SELECTED EXCERPT -

- Opening Delimiter -

What type of bridge are we now?
What type of bridge do we want to be?
Why do we want to be a bridge?

Number two to consider about being a Community health worker is that sometimes these answers will always be changing, and what we can do is keep in mind that it is okay to not know right now- but trying our best and striving to be excellent and happy- is not an option.

Here is the Community Health Worker Training Day 1 slide deck:

CHW 101 Training Day 1
PPTX • 2.91MB

Here is a link to the Community Health Academy where you can take training from an international context: https://www.edx.org/course/strengthening-community-health-worker-programs


On a side note: About a Community Health worker's motivation: learn where we are headed and what are some of the barriers below. If you don't have an exact reason as we discussed above, then maybe advocating for incentives can help motivate you.

Read the below study on Community health workers and incentives. Once you read it, the way you use this information is to analyze whether you fit the criteria and need to advocate for yourself and others to receive more training and incentives.

- Closing Delimiter -

[Stored dataset items]
- Opening Delimiter -

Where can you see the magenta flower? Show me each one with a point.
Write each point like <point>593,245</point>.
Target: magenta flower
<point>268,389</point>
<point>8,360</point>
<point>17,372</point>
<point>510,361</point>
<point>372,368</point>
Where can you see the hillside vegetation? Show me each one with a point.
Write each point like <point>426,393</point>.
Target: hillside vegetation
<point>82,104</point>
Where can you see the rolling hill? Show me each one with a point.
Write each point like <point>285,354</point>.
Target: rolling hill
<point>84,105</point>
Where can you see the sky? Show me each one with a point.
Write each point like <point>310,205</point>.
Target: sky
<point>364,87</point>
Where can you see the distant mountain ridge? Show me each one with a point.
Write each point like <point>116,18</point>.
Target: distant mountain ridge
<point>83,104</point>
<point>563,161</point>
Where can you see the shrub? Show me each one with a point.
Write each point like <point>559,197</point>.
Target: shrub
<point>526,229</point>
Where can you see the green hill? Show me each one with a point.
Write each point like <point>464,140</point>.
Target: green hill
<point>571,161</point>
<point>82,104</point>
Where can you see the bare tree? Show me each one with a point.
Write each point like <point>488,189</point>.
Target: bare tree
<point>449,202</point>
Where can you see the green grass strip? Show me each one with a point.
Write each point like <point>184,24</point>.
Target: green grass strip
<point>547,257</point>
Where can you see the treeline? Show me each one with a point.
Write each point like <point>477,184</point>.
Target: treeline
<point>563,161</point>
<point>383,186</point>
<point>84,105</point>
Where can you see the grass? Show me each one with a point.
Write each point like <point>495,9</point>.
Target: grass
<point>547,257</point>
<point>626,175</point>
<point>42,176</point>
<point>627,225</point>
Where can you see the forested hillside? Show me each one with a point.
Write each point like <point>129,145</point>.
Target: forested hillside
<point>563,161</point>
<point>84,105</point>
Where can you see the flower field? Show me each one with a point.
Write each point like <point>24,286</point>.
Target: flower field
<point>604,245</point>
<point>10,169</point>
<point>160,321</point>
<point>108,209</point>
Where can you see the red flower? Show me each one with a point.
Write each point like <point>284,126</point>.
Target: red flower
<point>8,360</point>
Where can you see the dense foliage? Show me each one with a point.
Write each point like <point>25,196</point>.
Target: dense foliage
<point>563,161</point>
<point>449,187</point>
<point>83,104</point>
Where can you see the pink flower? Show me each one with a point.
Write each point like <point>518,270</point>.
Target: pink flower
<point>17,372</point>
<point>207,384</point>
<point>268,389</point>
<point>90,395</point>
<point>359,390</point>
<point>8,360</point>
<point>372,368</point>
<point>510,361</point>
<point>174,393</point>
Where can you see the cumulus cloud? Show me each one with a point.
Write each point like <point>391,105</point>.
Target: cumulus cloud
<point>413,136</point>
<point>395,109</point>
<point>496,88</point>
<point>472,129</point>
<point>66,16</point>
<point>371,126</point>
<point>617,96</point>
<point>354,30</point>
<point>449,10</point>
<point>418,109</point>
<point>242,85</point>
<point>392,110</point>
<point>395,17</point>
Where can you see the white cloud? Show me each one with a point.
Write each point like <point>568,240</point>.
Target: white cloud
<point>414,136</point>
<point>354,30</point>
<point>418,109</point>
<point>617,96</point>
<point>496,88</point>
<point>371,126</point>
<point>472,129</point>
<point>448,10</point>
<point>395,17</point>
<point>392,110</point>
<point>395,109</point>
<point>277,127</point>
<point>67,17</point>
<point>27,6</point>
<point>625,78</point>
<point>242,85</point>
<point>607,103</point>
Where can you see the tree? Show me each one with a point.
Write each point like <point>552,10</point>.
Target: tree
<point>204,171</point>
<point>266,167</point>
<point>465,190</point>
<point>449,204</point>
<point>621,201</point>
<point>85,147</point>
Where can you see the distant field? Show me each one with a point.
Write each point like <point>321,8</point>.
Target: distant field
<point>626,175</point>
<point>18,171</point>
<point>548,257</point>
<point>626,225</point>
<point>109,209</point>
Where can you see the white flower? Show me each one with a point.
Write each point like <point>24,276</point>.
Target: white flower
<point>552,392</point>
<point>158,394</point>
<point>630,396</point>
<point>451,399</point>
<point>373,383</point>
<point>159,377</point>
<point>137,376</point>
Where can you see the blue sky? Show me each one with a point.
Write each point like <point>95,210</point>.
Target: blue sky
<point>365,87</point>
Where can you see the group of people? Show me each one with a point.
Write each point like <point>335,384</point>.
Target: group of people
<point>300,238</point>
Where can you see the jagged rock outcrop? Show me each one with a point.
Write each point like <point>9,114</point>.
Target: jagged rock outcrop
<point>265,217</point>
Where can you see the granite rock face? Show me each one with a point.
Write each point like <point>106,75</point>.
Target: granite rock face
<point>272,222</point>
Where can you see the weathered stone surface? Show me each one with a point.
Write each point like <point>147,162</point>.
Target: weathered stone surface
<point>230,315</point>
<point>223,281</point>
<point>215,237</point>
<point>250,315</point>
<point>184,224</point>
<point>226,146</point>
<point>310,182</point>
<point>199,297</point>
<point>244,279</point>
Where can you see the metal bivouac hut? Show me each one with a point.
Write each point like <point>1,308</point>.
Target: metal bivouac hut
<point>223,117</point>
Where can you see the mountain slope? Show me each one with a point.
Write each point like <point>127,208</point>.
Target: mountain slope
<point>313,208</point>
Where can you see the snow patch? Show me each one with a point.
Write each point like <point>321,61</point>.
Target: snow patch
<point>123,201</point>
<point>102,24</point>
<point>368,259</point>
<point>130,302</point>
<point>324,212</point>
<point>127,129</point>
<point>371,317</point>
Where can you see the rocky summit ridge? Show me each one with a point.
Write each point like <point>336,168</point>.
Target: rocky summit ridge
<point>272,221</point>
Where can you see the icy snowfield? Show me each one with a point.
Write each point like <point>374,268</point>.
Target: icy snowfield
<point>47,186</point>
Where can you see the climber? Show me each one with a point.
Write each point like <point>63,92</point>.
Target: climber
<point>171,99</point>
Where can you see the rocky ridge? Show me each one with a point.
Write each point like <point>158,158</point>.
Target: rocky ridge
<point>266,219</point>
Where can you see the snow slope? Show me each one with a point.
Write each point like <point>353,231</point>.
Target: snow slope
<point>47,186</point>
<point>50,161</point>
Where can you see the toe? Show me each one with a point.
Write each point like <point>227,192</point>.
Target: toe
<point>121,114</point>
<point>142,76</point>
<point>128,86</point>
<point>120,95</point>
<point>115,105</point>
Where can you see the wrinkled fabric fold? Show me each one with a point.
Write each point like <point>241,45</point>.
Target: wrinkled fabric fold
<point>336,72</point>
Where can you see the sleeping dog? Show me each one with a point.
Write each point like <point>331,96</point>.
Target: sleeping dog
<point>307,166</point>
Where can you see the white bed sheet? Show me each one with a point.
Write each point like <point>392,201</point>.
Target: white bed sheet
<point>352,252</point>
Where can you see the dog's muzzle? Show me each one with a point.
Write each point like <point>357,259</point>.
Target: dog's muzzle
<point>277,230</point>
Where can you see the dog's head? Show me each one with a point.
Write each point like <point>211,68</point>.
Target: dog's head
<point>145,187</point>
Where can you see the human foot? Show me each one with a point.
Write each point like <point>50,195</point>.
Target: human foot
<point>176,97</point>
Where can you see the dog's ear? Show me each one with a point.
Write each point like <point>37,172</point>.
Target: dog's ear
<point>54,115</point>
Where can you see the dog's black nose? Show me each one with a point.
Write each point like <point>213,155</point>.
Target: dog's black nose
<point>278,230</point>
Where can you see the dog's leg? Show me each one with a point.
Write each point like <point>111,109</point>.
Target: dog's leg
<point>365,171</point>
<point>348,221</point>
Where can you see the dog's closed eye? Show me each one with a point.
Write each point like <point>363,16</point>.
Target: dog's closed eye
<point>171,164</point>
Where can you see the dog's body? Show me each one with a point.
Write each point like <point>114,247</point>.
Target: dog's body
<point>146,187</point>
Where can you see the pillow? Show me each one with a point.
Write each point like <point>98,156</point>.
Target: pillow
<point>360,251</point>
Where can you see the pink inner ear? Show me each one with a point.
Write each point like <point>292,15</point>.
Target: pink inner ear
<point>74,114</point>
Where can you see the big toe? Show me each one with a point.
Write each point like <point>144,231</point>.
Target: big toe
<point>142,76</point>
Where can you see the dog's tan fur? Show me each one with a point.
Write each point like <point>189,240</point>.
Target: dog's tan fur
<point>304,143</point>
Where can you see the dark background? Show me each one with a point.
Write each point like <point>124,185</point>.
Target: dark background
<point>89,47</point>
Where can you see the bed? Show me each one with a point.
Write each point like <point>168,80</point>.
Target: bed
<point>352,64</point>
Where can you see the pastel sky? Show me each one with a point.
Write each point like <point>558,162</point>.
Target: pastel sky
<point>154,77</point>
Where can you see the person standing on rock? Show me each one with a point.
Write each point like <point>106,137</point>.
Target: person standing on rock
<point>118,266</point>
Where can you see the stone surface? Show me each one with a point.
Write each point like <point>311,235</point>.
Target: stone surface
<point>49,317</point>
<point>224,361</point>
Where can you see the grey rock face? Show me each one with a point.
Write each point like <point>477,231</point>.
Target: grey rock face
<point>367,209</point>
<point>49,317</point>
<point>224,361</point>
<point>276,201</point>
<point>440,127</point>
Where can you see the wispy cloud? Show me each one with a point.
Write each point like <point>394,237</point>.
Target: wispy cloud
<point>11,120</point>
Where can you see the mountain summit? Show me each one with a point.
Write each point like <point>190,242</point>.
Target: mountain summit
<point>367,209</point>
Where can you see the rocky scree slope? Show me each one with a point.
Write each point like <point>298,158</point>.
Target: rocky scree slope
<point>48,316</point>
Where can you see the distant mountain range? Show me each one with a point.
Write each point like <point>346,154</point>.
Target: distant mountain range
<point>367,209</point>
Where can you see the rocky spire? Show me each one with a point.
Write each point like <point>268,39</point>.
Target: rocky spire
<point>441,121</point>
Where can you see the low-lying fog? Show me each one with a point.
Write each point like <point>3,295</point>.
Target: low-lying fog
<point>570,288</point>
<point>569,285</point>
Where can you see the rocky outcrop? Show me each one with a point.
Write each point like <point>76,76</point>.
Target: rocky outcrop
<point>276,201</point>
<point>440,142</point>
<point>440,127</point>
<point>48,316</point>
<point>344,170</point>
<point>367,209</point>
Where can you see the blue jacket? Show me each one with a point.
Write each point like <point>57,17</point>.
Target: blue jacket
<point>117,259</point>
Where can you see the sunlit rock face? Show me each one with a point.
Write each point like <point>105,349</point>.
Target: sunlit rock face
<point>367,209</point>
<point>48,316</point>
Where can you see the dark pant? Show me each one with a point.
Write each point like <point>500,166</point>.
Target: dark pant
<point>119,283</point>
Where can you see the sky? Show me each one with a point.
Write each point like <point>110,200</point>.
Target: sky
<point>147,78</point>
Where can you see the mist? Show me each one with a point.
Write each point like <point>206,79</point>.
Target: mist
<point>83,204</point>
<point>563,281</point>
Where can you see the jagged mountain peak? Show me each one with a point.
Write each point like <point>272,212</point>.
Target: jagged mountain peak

- Closing Delimiter -

WORK ITEM A - According to the community health worker text, what can you do through the Community Health Academy link?
WORK ITEM B - Shorten the paragraph in the community health worker text that begins "On a side note" to one sentence, keeping its main facts.
WORK ITEM C - Write a continuation of the community health worker text, starting after its final sentence.

ANSWER BOX A - You can take training from an international context.

ANSWER BOX B - For a community health worker's motivation, learn where things are headed and what the barriers are, and if you lack an exact reason for being a bridge, advocating for incentives may help motivate you.

ANSWER BOX C -
Background The recent publication of the WHO guideline on support to optimise community health worker (CHW) programmes illustrates the renewed attention for the need to strengthen the performance of CHWs. Performance partly depends on motivation, which in turn is influenced by incentives. This paper aims to critically analyse the use of incentives and their link with improving CHW motivation.

Community health workers

CHWs, who often are from low socio-economic backgrounds, have been defined as “any health worker carrying out functions related to health care delivery; trained in some way in the context of the intervention, and having no formal professional or paraprofessional certificate or degree in tertiary education” [8]. In addition, the WHO has suggested CHWs should be supported by the health system even when they are not a formal cadre [12]. They are the first point of contact between health service clients and providers, linking communities to the health system [13, 14]. CHWs deliver a wide range of promotive, preventive and partly curative services, including maternal and child health, HIV care and treatment of malaria [15, 16]. They are also in the unique position of being able to bring insights about community health to higher-level health workers [17]. CHWs mostly work in public and non-governmental settings in low- and middle-income countries (LMICs).

CHW motivation, performance and incentives

The ability of CHWs to deliver effective services depends on many different contextual, health system and intervention design factors [14, 16, 18, 19]. CHW recruitment, retention and performance are enhanced by, or may even depend on, CHW motivation [20], defined as “an individual’s degree of willingness to exert and maintain an effort towards organizational goals” [21]. Motivation in turn is influenced by incentives, which can range from community appreciation to uniforms, volunteer allowances and remuneration, among others [7, 12, 17, 22, 23]. The diagram in Fig. 1 depicts this relationship [20].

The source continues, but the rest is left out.